» **STATED EXERCISE A**:
Tally the lines of the records that contain the string "foliage", and reply with the number alone.

» **PAGE EXTRACT**:
________________________

Change Log

All notable changes to this project will be documented in this file.

The format is based on Keep a Changelog and this project adheres to Semantic Versioning.

Unreleased

1.3.0 - 2022-08-06

Added

Token indexing mappings accounting for (named entity) multi-word tokens.
IOB (iob_, iob) features.
Re-loadable components and component initializers.

Changed

Upgraded to spaCy 3.2
Add spaCy tokens to spaCy feature tokens.
Bug fixes in combining and overlapping sentences.
Switched to shallow copy of document in overlapping sentence doc methods.

1.2.0 - 2022-06-16

Removed

Remove resource library regular_expression_escape:dollar configuration. Use zensols.util conf_esc:dollar as a replacement.

1.1.2 - 2022-06-14

Changed

Dependency bump.

1.1.1 - 2022-05-15

Changed

Dependency bump.

1.1.0 - 2022-05-04

Changed

Fix resource leaks and other bugs.
Persist original text along with FeatureDocument rather than reconstruct it from sentence and/or token text.

Added

An lexical overlapping utility module (overlap).
A token normalizer that merges tokens in to spans (JoinTokenMapper).
Regular expression matching for entity and merge components (similar to JoinTokenMapper).
Add back TokenAnnotatedFeatureSentence for down stream packages.
Add token decorator to spacy parser to allow for add/modify features on creation separate from parser class hierarchy.

1.0.1 - 2022-01-25

Added

Sentences and tokens accessible by index.

Changed

More robust regular expression for token splitting.
Mapping combiner is persistable with spaCy tokens and handles split named entities.

1.0.0 - 2021-10-22

First major development release.

Added

A FeatureDocumentCombiner that merges features from different document parsers.
Top level library NLPError.
A pipeline component and resource configuration library entry to remove sentence boundaries in a spaCy document.

Changed

Split out optional resource library content in to mappers.conf.
The spaCy model has attribute langres set on LanguageResource to enable creation of factory instances from registered pipe components.
Fix issue with component creation with no pipeline arguments.

Removed

The DocStash instance as it was too simple for any practical application.

0.1.3 - 2021-09-21

Changed

Dependency.

Removed

zensols.nlp.lang.DocStash

0.1.2 - 2021-09-21

Changed

Make FeatureDocumentParser callable.

________________________

» **PROVIDED ENTRIES**:
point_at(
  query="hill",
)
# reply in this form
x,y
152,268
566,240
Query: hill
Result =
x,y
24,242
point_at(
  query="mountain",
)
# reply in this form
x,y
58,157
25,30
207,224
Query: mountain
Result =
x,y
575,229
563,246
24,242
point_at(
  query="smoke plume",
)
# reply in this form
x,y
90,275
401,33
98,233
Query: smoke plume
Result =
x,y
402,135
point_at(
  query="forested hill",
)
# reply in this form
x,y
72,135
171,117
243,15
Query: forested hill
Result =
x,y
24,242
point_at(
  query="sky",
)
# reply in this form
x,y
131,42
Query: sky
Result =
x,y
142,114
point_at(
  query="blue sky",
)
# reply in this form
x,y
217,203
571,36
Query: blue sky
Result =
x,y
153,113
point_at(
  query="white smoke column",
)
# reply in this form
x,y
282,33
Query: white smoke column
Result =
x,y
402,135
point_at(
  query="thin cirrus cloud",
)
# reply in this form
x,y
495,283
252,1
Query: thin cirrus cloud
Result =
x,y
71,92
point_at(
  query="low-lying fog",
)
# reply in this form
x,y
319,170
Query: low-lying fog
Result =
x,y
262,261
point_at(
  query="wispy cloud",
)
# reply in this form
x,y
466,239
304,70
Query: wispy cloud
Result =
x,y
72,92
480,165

________________________

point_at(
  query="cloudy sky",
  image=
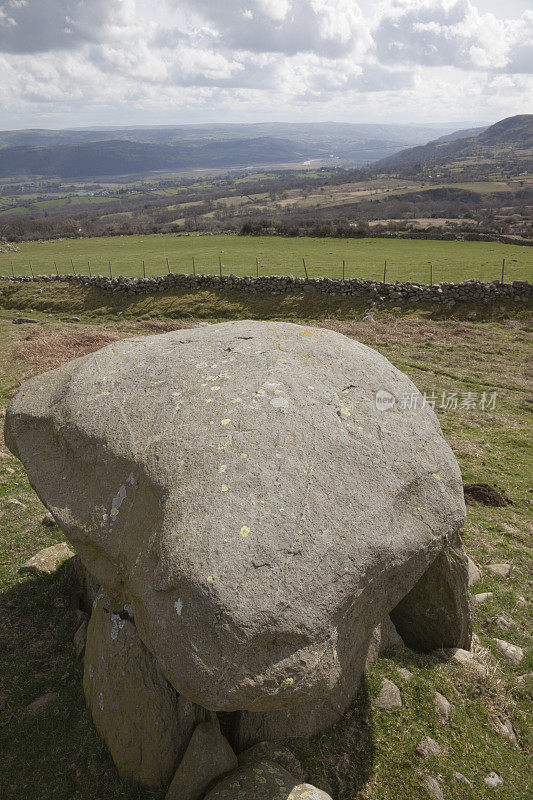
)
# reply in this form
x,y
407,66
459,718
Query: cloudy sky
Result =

________________________

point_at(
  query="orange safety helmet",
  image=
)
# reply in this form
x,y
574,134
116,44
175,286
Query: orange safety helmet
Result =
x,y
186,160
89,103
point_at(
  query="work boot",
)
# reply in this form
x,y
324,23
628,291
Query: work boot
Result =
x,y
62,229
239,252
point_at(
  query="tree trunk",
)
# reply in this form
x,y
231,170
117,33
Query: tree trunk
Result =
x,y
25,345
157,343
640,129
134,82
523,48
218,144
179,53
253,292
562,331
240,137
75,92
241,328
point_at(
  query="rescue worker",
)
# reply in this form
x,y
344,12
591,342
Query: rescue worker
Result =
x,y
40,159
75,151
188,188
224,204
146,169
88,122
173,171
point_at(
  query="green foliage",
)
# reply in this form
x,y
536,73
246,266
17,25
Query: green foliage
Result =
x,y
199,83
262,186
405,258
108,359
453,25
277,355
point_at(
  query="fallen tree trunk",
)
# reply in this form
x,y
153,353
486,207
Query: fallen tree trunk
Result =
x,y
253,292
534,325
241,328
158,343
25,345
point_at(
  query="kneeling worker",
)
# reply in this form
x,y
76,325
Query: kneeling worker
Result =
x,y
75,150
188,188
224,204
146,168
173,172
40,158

________________________

» **STATED EXERCISE B**:
In the changelog, revise the passage that begins at the words "Fix resource leaks" and stops after "utility module (overlap)." by swapping "resource leaks" for "memory leaks".

» **RIGHT ANSWER A**:
2

» **RIGHT ANSWER B**:
Fix memory leaks and other bugs.
Persist original text along with FeatureDocument rather than reconstruct it from sentence and/or token text.

Added

An lexical overlapping utility module (overlap).